Short task:
Reproduce the closing part of the entries exactly: the line with "Mark one point on each instance of the rocky" and all lines after it, ending with the last line, and nothing else.

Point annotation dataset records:
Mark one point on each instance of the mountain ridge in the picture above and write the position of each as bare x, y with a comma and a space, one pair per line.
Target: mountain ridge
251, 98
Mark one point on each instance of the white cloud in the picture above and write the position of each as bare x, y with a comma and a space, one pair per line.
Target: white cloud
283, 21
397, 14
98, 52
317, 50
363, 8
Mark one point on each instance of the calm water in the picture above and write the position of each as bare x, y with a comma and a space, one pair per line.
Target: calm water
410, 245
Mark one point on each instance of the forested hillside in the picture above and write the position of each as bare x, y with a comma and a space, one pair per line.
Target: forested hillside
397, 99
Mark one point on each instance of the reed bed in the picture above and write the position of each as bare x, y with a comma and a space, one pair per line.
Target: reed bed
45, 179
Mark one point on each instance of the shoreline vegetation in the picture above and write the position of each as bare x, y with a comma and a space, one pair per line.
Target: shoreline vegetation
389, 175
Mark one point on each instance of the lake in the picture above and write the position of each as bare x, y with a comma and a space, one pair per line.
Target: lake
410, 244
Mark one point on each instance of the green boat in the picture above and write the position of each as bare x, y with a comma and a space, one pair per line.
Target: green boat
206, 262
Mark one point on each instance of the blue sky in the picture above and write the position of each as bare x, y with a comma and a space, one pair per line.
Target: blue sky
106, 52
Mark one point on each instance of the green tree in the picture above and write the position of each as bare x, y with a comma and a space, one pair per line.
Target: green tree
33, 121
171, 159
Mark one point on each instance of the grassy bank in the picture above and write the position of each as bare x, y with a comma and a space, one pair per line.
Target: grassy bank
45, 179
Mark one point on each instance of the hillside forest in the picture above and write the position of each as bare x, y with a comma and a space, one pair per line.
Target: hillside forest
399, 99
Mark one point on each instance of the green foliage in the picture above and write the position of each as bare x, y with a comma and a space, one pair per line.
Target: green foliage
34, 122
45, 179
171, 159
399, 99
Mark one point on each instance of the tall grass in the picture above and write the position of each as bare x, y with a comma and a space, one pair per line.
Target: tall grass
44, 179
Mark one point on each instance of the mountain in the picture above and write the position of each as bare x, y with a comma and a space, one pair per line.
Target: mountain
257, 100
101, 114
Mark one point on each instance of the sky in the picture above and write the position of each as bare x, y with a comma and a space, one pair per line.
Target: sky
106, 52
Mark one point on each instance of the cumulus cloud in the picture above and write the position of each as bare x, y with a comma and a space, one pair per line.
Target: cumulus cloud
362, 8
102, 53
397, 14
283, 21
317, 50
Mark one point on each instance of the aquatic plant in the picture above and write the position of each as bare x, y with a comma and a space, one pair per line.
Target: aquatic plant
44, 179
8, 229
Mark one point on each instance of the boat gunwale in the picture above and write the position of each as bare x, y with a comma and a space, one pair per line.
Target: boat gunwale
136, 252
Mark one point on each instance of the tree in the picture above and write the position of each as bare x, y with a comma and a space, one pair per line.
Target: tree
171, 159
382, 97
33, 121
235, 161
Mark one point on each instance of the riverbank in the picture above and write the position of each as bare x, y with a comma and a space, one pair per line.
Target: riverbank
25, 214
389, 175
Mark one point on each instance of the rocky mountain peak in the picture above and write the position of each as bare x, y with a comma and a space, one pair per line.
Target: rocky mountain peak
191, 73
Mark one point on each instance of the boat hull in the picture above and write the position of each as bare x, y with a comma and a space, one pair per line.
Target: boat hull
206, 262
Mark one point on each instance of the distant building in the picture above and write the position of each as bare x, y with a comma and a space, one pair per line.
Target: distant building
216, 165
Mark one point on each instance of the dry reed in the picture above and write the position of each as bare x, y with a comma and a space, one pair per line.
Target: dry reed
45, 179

Reply:
Mark one point on each instance of the rocky mountain peak in the picture above and write the position of each as bare x, y with a comma and a space, one pair per line.
Target: rocky mountain peak
191, 73
Mark one point on each instance of the boat hull in the picture above and write the position of each as bare x, y with a comma and a space, one pair per line.
Target: boat hull
206, 262
Mark one point on each instance of the distant building in the picture above and write the position of each as bare x, y with a comma and a space, one pair per line.
Target: distant building
216, 165
Mark one point on each instance of the dry reed in the picture above and write the position of each as bare x, y with a comma and a space, one pair per line.
Target: dry reed
45, 179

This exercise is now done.